═══ Data excerpts

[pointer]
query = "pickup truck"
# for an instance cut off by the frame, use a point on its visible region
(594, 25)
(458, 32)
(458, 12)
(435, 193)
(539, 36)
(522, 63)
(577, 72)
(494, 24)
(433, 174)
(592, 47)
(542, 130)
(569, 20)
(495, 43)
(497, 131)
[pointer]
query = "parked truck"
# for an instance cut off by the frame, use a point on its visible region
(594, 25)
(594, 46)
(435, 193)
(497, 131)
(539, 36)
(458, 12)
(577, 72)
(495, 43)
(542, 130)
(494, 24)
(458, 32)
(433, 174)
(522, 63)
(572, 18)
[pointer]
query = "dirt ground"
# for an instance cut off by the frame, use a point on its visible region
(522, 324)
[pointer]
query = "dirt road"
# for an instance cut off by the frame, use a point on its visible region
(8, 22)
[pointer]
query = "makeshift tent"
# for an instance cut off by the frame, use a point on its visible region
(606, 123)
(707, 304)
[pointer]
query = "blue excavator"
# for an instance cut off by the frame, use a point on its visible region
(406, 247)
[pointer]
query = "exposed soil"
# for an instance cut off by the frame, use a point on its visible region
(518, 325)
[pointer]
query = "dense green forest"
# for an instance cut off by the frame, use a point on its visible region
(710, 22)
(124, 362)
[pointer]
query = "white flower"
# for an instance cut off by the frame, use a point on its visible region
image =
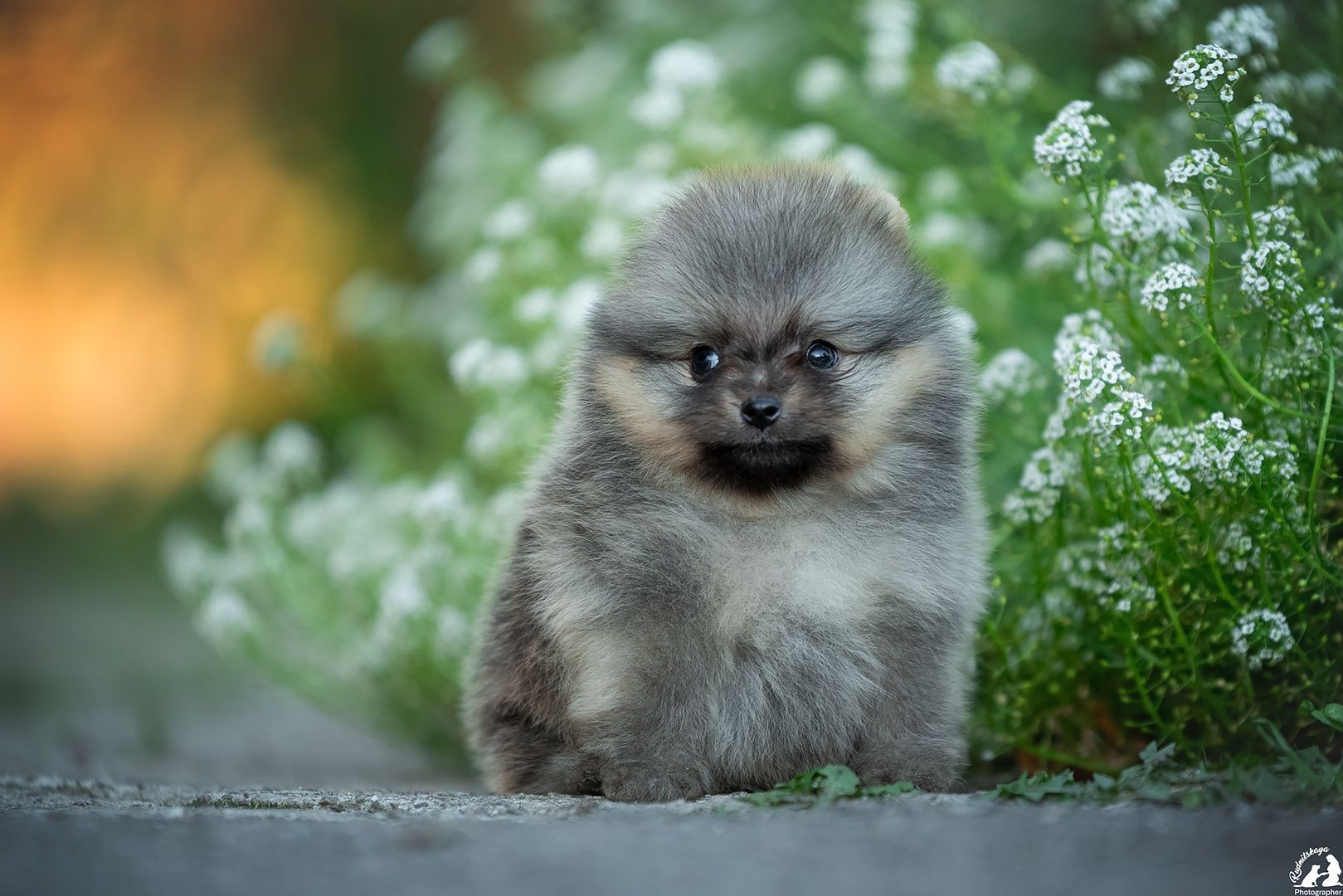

══════

**Exercise directions:** List every line in the material above that contains the string "query".

**Written solution:**
query = "pickup truck"
query = "parked truck"
query = "dirt ground"
query = "dirt road"
query = "makeshift tent"
query = "blue excavator"
query = "exposed soil"
query = "dense green forest"
query = "white flower"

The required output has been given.